*EXERCISE DATA:*

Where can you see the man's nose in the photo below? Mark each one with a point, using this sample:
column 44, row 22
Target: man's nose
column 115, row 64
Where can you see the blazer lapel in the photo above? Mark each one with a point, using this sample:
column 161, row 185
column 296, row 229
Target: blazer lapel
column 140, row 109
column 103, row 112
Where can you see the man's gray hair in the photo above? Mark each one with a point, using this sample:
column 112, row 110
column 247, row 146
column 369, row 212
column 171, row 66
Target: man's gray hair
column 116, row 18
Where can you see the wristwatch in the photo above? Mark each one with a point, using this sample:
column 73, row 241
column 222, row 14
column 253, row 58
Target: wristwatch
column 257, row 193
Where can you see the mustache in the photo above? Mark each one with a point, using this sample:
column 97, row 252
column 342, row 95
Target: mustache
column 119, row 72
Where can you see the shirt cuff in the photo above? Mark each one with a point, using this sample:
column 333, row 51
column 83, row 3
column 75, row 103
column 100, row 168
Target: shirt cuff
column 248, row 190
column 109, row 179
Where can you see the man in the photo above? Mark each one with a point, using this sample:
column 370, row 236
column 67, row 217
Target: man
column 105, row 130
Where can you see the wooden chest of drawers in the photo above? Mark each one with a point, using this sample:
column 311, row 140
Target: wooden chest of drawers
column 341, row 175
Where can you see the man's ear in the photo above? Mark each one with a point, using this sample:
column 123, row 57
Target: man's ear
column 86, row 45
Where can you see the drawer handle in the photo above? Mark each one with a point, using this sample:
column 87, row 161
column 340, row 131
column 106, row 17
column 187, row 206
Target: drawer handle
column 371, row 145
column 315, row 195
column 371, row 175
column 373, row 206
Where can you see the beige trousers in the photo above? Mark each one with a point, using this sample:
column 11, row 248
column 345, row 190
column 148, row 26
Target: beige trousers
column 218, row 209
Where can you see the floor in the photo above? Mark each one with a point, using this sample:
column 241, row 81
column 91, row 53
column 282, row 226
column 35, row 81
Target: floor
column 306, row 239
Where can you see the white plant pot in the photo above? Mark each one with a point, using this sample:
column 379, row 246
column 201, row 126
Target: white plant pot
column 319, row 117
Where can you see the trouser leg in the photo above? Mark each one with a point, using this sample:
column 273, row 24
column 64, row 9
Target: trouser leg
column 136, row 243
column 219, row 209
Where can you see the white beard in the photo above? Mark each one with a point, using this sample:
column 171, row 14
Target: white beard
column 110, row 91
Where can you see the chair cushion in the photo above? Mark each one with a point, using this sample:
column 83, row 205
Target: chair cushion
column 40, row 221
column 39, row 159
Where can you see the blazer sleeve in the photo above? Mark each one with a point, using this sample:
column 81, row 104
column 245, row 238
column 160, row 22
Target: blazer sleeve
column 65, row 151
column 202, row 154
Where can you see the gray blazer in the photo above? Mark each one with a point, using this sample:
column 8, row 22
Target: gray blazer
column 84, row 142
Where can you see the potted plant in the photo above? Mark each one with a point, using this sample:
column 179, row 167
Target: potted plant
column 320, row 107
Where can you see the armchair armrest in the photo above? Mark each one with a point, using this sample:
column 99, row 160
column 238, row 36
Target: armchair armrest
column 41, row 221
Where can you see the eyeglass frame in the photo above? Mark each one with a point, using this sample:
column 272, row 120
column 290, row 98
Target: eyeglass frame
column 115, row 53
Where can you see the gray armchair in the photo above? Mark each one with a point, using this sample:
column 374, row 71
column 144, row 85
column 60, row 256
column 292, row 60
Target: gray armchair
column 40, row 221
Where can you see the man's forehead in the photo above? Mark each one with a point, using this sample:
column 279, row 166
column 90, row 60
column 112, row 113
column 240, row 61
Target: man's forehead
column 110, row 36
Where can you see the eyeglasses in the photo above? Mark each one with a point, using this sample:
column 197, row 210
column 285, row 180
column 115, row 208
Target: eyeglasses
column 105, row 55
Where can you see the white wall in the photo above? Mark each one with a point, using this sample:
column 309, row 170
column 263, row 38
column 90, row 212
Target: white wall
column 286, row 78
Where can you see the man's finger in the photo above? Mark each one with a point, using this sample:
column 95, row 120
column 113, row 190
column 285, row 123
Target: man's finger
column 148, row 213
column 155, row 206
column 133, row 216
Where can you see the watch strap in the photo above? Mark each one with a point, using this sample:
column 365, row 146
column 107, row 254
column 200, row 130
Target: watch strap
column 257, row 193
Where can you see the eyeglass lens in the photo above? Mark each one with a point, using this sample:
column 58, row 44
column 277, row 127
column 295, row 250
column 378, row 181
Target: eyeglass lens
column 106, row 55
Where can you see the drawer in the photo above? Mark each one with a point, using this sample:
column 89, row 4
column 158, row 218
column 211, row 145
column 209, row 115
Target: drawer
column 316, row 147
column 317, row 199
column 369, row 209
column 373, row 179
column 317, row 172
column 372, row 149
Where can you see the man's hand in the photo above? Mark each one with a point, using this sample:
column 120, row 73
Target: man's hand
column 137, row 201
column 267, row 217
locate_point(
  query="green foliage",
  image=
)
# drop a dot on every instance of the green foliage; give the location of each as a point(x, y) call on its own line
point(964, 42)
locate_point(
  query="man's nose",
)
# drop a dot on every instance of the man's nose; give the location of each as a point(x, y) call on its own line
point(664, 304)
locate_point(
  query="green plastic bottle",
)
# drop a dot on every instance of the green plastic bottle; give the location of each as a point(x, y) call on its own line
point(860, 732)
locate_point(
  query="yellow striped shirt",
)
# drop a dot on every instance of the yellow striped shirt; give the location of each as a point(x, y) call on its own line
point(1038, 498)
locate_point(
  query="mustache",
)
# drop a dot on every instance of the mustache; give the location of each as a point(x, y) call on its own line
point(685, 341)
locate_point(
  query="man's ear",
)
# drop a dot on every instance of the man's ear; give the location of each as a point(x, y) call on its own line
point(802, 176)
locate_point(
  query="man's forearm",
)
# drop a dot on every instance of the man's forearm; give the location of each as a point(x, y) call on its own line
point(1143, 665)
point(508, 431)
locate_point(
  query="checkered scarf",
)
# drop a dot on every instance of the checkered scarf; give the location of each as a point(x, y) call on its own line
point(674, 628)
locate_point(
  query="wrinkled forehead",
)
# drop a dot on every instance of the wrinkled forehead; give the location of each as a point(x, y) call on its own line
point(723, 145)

*TASK INSTRUCTIONS:*
The full set of entries should be copied out exactly as given.

*RESPONSE BELOW:*
Where can you see the man's nose in the photo below? Mark each one with a point, using this sample:
column 44, row 22
Target: man's nose
column 115, row 64
Where can you see the blazer lapel in the photo above? Mark each one with a point, using this sample:
column 161, row 185
column 296, row 229
Target: blazer lapel
column 140, row 109
column 103, row 112
Where can you see the man's gray hair in the photo above? Mark each one with a point, using this sample:
column 112, row 110
column 247, row 146
column 369, row 212
column 171, row 66
Target: man's gray hair
column 116, row 18
Where can you see the wristwatch in the photo above? Mark each one with a point, using this sample:
column 73, row 241
column 222, row 14
column 253, row 58
Target: wristwatch
column 257, row 193
Where can you see the mustache in the photo above? Mark each one with a point, using this sample:
column 97, row 252
column 342, row 95
Target: mustache
column 119, row 72
Where can you see the shirt cuff in the photo above? Mark each one with a point, using this sample:
column 333, row 51
column 83, row 3
column 75, row 103
column 100, row 168
Target: shirt cuff
column 248, row 190
column 109, row 179
Where can you see the man in the photo above? Mark each one with a point, using this sample:
column 370, row 236
column 67, row 217
Target: man
column 105, row 130
Where can you see the wooden chest of drawers in the photo above? Mark each one with a point, using this sample:
column 311, row 140
Target: wooden chest of drawers
column 341, row 175
Where can you see the man's ear in the photo above? Mark each one with a point, using this sample:
column 123, row 57
Target: man's ear
column 86, row 45
Where can you see the drawer handle in the photo above? Mark each one with a point, using this sample:
column 87, row 161
column 340, row 131
column 106, row 17
column 187, row 206
Target: drawer handle
column 371, row 145
column 315, row 195
column 371, row 175
column 373, row 206
Where can you see the beige trousers in the photo above? Mark each one with a point, using this sample:
column 11, row 248
column 345, row 190
column 148, row 26
Target: beige trousers
column 218, row 209
Where can you see the floor in the photo above? Mark each one with a point, using this sample:
column 241, row 81
column 91, row 53
column 282, row 226
column 35, row 81
Target: floor
column 306, row 239
Where can you see the white plant pot in the photo above? Mark each one with a point, using this sample:
column 379, row 246
column 201, row 126
Target: white plant pot
column 319, row 117
Where can you see the trouser leg in the photo above? Mark each one with a point, using this sample:
column 273, row 24
column 64, row 9
Target: trouser leg
column 136, row 243
column 219, row 209
Where can you see the white beard in the photo above? Mark each one with a point, using this sample:
column 171, row 14
Target: white beard
column 110, row 91
Where can you see the chair cushion in the photo above? Mark each one with a point, using this sample:
column 83, row 205
Target: chair cushion
column 40, row 221
column 39, row 159
Where can you see the blazer sleeve in the photo above? Mark each one with a point, using this sample:
column 81, row 104
column 245, row 238
column 160, row 22
Target: blazer sleeve
column 65, row 151
column 202, row 154
Where can you see the gray blazer in the photo above? Mark each one with a point, using this sample:
column 8, row 22
Target: gray blazer
column 84, row 142
Where can you see the potted plant in the photo above? Mark each one with a point, using this sample:
column 179, row 167
Target: potted plant
column 320, row 107
Where can you see the armchair armrest in the photo above? Mark each one with a point, using this sample:
column 99, row 160
column 238, row 36
Target: armchair armrest
column 41, row 221
Where can you see the eyeglass frame in the photo above? Mark each one with a point, using this sample:
column 272, row 120
column 290, row 98
Target: eyeglass frame
column 115, row 53
Where can you see the gray armchair in the photo above? Mark each one with a point, using this sample:
column 374, row 71
column 144, row 85
column 60, row 256
column 292, row 60
Target: gray armchair
column 40, row 221
Where can you see the man's forehead in the photo above? Mark each one with a point, using this sample:
column 279, row 166
column 90, row 60
column 112, row 113
column 240, row 61
Target: man's forehead
column 110, row 36
Where can you see the eyeglasses in the photo above? Mark each one with a point, using this sample:
column 197, row 210
column 285, row 180
column 115, row 208
Target: eyeglasses
column 105, row 55
Where can you see the white wall in the photo above? Mark each one with a point, using this sample:
column 309, row 170
column 263, row 38
column 90, row 212
Target: white wall
column 286, row 78
Where can you see the man's finger in the photo above? Mark each one with a point, using this sample:
column 95, row 120
column 113, row 190
column 285, row 123
Target: man's finger
column 148, row 213
column 155, row 206
column 133, row 216
Where can you see the watch strap in the photo above? Mark each one with a point, using this sample:
column 365, row 146
column 107, row 254
column 200, row 130
Target: watch strap
column 257, row 193
Where can you see the eyeglass lens in the photo above? Mark each one with a point, using this sample:
column 58, row 44
column 277, row 127
column 295, row 250
column 378, row 181
Target: eyeglass lens
column 106, row 55
Where can you see the drawer in the photo above? Mark each one with a point, using this sample:
column 89, row 4
column 158, row 218
column 211, row 145
column 209, row 115
Target: drawer
column 316, row 147
column 317, row 199
column 369, row 209
column 373, row 179
column 317, row 172
column 372, row 149
Where can you see the man's hand in the photo above? Mark each one with a point, using this sample:
column 120, row 73
Target: man's hand
column 137, row 201
column 267, row 217
locate_point(
  query="green foliage",
  image=
)
# drop a dot on every instance of the green foliage; give the location of each as a point(x, y) call on its own line
point(964, 42)
locate_point(
  query="man's nose",
)
# drop a dot on every instance of the man's nose; give the location of each as a point(x, y) call on its own line
point(664, 304)
locate_point(
  query="green plastic bottle",
)
# drop a dot on every instance of the green plastic bottle; give the location of each as a point(x, y) call on its own line
point(860, 732)
locate_point(
  query="yellow striped shirt",
)
# drop a dot on every instance of the yellow striped shirt; give the location of each as a point(x, y) call on its own line
point(1038, 498)
locate_point(
  query="mustache",
)
# drop a dot on every instance of the mustache; give the location of each as a point(x, y) call on its own line
point(685, 341)
locate_point(
  query="man's ear",
)
# drop a dot on every instance of the man's ear; give the location of each as a point(x, y) call on its own line
point(802, 176)
locate_point(
  query="man's forearm",
)
# drop a dot on every instance of the man's forearm; give the location of each as a point(x, y) call on its own line
point(1143, 665)
point(508, 431)
locate_point(
  query="checkered scarf",
)
# drop a dot on every instance of the checkered scarf; give the location of each as a point(x, y) call on its own line
point(674, 628)
locate_point(
  query="wrinkled forehead",
)
# drop a dot on every instance of the wrinkled forehead; give the location of each as a point(x, y) call on its own line
point(723, 145)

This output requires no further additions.